# LESETEXT
┌──
Wie geht es uns, wenn wir kein Ikigai haben?

Wer zum ersten Mal nach Japan reist, wird von den Eindrücken schnell überwältigt. Besonders eindrücklich ist das Aufeinandertreffen traditioneller und moderner Kultur. Auf den Straßen Tokios begegnen uns betende Mönche und wir laufen an modernsten Displays vorbei, über die uns die neuste Werbung in Lautstärke einer Diskothek erreicht.

Interessant für IKIGAI Interessierte ist, dass einerseits “IKIGAI” ein allgemeines Wort der japanischen Sprache ist und zugleich nicht alle Japaner:innen behaupten würden, über ein IKIGAI-Gefühl zu verfügen.

Wenn IKIGAI so etwas wie die “japanische Philosophie des Sinnfindens” ist, muss man offen sagen:
Nicht jede:r Japaner:in ist daran interessiert, einen Lebenssinn zu finden.

IKIGAI-KAN

Um IKIGAI-kan zu verstehen, können wir uns die Wortherkunft vor Augen führen.

生き Iki entstammt dem Wort “Iki-ru” und bedeutet Leben, Alltag, Geburt.

がい Gai entstammt dem Wort “kai” und bedeutet Wert.

感 KAN bedeutet Gefühl; Empfindung; Emotion; Wahrnehmung.


IKIGAI-kan handelt von dem Gefühl, wenn wir im Moment spüren, dass das Leben lebenswert ist.
— Klaus Motoki Tonn

Eine Reflexionsfrage für dein IKIGAI

In welchen Momenten spürst Du, dass das Leben lebenswert ist?

 
 

IKIGAI-KAN ist ein Geisteszustand

IKIGAI-kan hat Mieko Kamiya als Geisteszustand beschrieben, den wir erleben, wenn unser IKIGAI in uns lebendig ist. Sie hat es mit dem Geisteszustand verglichen, den Viktor Frankl in der Logotherapie verwendet*. Damit schlug Mieko Kamiya eine Brücke von der IKIGAI-Psychologie zur Existenzanalyse.
└──
# AUFGABE A
Entnimm den Datensätzen jede Zeile, in der die Zeichenfolge „trousers“ vorkommt.
Die Datensätze haben mit dem Lesetext nichts zu tun.

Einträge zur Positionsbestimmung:
┌──
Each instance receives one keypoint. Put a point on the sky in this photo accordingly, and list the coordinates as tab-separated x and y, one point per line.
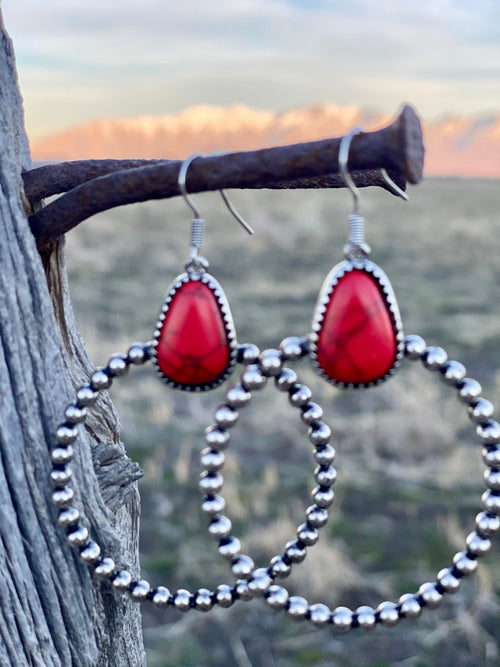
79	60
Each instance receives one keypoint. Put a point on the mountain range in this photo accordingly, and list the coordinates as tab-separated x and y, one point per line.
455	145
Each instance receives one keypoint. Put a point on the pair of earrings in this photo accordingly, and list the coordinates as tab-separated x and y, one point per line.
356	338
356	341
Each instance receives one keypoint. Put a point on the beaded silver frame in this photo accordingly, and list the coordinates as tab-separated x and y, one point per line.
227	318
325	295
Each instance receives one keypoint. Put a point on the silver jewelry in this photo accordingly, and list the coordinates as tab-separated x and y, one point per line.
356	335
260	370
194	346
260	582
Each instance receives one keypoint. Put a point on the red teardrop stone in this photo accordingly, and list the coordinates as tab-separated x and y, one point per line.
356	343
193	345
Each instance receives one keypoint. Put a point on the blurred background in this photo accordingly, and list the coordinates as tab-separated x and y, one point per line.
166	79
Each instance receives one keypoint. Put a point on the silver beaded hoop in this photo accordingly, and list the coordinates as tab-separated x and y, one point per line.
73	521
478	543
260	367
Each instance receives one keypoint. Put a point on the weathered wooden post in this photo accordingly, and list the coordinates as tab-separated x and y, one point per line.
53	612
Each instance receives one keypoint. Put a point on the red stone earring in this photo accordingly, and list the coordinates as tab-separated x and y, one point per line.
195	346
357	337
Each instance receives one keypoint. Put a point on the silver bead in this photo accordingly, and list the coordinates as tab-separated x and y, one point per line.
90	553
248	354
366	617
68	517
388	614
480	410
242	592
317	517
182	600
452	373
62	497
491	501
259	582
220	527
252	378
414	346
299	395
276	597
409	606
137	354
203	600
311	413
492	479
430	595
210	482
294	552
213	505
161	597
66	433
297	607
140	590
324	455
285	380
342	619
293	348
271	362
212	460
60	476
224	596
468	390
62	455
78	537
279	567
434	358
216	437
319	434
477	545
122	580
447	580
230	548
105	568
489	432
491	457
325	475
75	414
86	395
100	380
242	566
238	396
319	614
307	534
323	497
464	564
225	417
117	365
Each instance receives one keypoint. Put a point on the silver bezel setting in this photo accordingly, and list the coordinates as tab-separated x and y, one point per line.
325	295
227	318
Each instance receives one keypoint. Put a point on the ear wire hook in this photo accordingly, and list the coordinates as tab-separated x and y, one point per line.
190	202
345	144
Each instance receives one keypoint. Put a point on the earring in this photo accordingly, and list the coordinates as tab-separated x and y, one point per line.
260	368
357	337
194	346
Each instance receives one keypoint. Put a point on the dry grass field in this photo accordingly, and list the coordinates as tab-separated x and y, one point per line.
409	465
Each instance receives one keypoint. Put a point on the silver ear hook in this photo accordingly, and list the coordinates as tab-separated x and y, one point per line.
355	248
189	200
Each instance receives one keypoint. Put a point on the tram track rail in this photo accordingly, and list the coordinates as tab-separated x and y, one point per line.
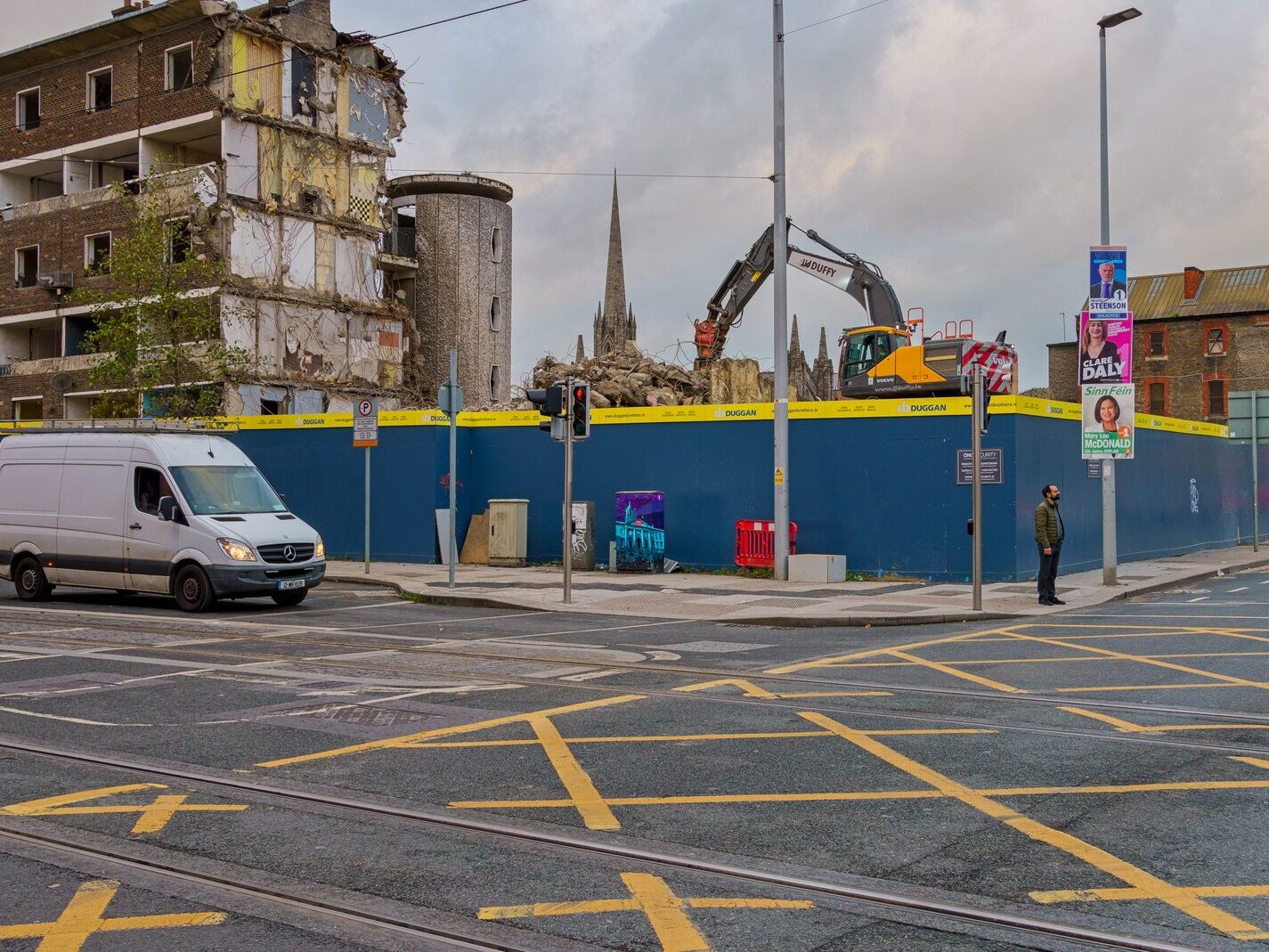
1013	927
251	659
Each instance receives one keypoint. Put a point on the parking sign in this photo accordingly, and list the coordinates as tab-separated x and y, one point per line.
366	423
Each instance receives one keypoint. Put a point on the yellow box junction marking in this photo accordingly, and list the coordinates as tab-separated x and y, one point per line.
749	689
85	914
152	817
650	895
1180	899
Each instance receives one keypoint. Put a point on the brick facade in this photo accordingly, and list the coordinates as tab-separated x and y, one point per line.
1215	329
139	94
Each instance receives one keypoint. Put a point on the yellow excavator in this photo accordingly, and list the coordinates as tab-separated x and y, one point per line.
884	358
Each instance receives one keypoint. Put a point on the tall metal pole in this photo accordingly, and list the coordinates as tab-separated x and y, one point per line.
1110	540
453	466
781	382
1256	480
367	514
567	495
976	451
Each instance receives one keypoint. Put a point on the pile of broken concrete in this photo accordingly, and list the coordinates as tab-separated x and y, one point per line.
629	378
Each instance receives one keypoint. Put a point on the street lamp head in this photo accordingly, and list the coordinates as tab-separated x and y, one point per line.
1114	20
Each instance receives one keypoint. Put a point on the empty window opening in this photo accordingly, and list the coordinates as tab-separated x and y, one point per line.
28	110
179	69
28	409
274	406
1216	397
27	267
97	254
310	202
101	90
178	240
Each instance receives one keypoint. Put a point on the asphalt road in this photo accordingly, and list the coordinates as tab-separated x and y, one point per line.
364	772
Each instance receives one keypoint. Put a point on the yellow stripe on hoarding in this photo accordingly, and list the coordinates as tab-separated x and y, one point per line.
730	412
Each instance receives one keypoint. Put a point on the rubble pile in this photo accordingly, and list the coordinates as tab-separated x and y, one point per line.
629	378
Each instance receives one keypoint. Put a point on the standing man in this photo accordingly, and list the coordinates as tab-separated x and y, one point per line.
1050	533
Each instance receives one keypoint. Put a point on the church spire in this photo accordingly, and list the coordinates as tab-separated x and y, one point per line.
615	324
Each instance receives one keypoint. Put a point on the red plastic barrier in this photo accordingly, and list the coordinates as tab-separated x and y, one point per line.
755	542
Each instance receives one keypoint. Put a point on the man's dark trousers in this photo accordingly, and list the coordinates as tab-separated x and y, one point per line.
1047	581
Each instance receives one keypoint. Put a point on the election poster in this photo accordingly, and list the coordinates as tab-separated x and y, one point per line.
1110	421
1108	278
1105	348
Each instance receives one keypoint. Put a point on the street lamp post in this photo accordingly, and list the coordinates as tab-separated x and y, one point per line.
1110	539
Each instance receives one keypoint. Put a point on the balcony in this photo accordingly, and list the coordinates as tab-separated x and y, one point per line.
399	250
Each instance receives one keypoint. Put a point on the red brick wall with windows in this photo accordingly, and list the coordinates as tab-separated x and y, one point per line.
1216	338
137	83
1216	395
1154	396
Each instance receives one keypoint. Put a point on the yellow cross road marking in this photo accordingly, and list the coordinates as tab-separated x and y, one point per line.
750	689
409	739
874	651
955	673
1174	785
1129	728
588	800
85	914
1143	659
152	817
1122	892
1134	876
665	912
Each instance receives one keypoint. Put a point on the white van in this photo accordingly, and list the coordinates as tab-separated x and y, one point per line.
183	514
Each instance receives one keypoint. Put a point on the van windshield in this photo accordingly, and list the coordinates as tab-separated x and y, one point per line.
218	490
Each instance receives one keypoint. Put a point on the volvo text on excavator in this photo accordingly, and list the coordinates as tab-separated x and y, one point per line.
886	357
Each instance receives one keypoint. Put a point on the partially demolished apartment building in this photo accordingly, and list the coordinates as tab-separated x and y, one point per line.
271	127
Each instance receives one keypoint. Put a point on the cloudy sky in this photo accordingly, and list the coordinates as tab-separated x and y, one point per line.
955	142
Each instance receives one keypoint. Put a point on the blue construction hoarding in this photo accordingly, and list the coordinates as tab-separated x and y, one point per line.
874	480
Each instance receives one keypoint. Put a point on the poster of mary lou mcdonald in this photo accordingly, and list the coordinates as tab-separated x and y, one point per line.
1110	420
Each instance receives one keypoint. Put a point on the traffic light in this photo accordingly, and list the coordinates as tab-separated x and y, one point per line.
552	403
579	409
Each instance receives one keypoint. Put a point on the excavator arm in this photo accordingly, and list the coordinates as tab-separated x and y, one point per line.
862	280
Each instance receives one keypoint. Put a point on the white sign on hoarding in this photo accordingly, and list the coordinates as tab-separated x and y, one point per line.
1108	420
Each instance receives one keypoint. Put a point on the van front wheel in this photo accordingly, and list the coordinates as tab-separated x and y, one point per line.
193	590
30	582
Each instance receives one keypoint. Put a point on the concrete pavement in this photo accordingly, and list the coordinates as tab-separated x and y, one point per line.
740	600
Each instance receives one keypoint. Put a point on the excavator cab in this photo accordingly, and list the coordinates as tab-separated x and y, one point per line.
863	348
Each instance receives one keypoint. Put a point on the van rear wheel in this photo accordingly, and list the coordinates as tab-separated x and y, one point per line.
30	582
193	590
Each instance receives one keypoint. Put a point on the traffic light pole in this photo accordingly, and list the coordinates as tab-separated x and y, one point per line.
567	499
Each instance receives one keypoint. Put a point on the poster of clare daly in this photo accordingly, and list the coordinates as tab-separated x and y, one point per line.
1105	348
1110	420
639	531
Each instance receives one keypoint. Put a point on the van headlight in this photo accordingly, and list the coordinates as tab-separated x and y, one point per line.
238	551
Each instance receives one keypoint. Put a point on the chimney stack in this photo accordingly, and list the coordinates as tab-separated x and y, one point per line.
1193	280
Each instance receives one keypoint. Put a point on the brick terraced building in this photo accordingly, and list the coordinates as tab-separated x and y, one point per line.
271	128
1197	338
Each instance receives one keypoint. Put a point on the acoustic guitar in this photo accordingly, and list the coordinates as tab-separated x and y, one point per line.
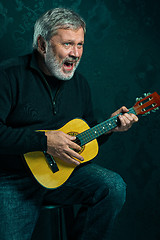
└──
┌──
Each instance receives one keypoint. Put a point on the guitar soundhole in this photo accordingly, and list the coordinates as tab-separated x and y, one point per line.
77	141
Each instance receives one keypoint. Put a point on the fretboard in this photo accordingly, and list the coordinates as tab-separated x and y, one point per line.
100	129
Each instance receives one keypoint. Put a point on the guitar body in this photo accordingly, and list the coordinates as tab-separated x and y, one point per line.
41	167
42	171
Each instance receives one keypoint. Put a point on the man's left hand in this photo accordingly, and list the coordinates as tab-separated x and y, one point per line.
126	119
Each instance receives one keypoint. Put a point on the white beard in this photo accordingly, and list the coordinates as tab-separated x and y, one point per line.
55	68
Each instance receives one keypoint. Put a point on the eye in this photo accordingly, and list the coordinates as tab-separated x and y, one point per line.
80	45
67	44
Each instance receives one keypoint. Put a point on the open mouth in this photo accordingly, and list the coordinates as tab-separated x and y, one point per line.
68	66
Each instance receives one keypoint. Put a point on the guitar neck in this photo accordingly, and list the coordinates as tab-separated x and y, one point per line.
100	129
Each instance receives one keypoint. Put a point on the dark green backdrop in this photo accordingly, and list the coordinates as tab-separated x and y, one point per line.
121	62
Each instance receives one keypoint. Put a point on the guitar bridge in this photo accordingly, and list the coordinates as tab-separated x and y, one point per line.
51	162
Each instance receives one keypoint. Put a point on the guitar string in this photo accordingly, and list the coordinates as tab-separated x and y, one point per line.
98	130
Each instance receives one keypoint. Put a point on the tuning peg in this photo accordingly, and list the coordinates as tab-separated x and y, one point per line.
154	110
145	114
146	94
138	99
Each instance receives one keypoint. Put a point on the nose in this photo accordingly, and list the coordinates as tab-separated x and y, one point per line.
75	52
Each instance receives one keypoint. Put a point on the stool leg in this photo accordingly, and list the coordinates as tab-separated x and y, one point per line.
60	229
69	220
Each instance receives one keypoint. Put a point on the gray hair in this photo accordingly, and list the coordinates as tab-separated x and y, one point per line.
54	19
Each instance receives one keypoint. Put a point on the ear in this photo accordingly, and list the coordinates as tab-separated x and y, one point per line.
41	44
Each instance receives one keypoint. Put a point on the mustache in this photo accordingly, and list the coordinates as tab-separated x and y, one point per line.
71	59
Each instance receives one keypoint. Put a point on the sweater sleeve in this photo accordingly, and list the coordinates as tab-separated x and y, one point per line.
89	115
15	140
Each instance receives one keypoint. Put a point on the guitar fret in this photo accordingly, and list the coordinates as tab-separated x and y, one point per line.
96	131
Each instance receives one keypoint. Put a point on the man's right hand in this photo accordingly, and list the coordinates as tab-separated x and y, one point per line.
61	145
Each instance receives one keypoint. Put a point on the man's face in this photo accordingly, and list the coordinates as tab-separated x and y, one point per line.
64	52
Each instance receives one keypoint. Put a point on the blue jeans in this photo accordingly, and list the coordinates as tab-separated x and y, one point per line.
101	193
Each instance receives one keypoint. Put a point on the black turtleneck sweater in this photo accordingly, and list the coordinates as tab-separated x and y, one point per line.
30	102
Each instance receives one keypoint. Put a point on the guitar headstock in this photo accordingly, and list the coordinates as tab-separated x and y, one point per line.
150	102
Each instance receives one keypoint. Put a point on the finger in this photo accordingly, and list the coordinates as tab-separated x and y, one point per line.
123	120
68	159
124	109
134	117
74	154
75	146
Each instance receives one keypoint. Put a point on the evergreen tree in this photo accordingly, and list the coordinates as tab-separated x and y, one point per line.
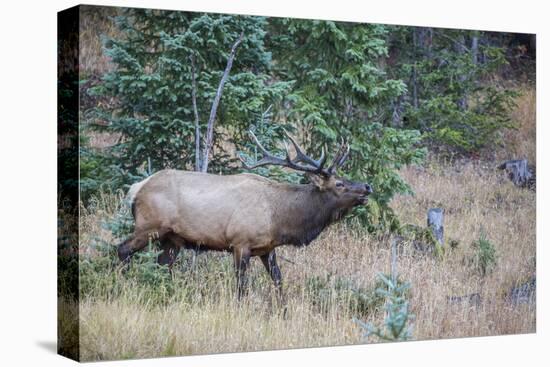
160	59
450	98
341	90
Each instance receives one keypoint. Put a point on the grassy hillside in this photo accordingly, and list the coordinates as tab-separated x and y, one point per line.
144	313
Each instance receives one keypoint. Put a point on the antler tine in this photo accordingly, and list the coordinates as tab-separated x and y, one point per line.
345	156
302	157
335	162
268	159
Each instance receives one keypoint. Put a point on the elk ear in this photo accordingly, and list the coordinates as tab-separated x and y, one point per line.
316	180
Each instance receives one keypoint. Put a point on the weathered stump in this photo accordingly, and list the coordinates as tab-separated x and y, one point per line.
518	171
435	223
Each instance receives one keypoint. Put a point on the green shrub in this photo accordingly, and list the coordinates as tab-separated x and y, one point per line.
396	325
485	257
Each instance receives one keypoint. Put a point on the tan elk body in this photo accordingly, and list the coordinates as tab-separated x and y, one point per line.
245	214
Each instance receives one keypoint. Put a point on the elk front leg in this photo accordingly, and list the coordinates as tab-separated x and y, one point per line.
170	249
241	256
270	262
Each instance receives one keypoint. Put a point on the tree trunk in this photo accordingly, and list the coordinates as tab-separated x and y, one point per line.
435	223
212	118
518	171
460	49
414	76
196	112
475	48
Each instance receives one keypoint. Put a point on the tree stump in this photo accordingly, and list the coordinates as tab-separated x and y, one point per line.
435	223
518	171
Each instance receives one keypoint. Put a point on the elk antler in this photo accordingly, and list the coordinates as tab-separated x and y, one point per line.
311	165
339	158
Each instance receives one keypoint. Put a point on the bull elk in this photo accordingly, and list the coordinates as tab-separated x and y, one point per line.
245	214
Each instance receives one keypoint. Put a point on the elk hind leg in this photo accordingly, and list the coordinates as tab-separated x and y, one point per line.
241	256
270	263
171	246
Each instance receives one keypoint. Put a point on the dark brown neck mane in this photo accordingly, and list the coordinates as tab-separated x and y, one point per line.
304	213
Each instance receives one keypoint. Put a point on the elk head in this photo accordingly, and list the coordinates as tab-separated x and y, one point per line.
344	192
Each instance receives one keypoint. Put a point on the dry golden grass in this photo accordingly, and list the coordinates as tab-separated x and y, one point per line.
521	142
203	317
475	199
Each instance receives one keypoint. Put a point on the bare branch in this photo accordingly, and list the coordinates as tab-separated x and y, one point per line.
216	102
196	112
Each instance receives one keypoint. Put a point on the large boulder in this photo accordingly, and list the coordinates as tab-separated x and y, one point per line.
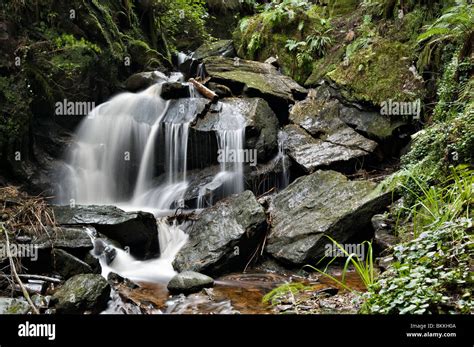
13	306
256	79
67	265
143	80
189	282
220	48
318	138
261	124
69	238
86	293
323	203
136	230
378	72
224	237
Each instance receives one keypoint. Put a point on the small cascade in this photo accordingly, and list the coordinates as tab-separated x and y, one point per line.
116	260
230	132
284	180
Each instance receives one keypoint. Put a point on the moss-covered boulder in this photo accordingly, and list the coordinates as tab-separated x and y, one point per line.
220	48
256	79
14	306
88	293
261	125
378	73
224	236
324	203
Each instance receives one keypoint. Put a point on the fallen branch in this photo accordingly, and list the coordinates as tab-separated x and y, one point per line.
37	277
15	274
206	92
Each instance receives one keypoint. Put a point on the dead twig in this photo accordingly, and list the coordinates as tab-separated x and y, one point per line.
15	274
└──
┌──
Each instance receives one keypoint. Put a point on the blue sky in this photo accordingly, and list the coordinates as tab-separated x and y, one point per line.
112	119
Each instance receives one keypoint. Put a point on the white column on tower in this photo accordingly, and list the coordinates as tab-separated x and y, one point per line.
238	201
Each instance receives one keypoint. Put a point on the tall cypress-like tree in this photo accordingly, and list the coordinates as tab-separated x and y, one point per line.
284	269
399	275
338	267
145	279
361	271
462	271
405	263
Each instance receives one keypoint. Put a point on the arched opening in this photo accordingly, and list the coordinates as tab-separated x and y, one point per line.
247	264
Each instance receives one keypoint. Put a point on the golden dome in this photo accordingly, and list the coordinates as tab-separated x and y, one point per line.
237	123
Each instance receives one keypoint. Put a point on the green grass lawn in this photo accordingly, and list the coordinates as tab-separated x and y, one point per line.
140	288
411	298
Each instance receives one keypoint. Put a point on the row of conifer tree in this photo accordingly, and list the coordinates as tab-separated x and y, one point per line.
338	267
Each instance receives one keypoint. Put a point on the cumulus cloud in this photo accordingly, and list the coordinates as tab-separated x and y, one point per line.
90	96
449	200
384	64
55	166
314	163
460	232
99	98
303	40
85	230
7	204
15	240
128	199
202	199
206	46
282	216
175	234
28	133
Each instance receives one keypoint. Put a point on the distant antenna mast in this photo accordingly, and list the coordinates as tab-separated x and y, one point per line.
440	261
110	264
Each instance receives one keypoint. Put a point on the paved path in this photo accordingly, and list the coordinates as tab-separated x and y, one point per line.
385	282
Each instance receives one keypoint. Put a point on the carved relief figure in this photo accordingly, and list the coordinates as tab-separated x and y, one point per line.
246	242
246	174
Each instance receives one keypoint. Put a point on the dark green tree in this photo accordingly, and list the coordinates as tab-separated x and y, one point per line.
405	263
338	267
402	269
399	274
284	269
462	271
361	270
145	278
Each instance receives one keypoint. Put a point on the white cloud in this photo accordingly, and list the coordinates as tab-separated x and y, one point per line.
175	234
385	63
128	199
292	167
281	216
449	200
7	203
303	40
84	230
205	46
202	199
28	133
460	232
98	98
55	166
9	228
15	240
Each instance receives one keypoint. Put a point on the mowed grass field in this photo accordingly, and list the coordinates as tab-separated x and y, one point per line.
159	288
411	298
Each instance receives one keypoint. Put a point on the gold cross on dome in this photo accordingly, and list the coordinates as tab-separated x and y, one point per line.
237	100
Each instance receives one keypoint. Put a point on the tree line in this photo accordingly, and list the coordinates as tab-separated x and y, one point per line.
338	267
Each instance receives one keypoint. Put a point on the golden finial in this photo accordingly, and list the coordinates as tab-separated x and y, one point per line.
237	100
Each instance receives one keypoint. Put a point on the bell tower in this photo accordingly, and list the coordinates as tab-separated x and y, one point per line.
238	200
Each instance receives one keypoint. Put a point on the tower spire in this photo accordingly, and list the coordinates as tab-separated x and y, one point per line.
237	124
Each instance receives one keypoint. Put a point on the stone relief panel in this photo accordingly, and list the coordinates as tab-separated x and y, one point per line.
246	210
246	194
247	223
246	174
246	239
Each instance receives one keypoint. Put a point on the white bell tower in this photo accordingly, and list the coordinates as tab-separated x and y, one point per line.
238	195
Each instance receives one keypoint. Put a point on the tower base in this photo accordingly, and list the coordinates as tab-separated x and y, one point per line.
└──
# AUFGABE B
Gib den Lesetext von „がい Gai entstammt“ bis „Leben lebenswert ist.“ einschließlich erneut wieder und tausche dabei „Empfindung“ gegen „Regung“ aus.

# VOLLSTÄNDIGE LÖSUNG A
Each instance receives one keypoint. Put a point on the man's dark trousers in this photo accordingly, and list the coordinates as tab-separated x and y, one point per line.

# VOLLSTÄNDIGE LÖSUNG B
がい Gai entstammt dem Wort “kai” und bedeutet Wert.

感 KAN bedeutet Gefühl; Regung; Emotion; Wahrnehmung.


IKIGAI-kan handelt von dem Gefühl, wenn wir im Moment spüren, dass das Leben lebenswert ist.